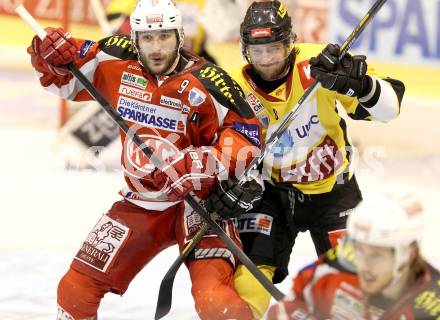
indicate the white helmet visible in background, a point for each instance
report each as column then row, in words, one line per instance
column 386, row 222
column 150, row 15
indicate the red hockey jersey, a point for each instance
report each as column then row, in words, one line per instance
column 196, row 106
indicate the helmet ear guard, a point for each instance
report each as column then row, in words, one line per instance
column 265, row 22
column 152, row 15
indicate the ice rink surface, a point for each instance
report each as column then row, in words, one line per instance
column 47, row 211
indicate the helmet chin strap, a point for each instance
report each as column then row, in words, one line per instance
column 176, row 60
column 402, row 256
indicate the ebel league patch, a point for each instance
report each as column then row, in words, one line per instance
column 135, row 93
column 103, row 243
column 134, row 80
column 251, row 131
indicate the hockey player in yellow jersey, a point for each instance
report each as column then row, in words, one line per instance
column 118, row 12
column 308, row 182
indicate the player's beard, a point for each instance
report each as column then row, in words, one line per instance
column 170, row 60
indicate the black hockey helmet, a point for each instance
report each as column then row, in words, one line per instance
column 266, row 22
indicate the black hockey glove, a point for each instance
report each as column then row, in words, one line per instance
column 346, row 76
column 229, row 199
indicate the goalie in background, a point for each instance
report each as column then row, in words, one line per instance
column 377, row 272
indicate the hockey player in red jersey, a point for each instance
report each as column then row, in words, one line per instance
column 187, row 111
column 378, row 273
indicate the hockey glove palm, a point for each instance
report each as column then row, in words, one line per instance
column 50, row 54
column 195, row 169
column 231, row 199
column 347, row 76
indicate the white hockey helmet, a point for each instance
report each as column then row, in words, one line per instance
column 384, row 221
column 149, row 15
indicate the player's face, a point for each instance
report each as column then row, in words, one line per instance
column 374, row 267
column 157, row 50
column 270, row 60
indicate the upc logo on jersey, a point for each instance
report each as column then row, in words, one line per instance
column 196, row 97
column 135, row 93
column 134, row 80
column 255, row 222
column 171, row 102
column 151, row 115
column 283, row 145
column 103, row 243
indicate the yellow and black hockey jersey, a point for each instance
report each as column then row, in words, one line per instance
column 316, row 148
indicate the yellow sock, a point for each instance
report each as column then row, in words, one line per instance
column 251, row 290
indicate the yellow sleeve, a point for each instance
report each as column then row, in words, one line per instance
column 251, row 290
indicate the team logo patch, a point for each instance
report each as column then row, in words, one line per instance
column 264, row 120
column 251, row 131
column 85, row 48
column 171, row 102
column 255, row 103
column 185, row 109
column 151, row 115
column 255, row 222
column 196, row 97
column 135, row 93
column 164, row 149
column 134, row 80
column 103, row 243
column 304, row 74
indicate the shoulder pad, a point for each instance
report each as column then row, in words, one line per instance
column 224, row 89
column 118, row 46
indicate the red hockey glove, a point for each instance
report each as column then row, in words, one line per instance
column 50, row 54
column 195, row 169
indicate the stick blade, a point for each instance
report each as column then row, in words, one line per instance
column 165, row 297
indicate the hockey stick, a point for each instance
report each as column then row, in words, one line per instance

◇ ◇ ◇ ◇

▸ What is required:
Write out word for word the stretch of the rows above, from the line containing "indicate the stick" through the end of the rows.

▸ Solution to this exercise:
indicate the stick blade, a point for each instance
report each as column then row, in words, one line per instance
column 165, row 297
indicate the hockey stick, a point for each instance
report each as column then row, in words, one line per instance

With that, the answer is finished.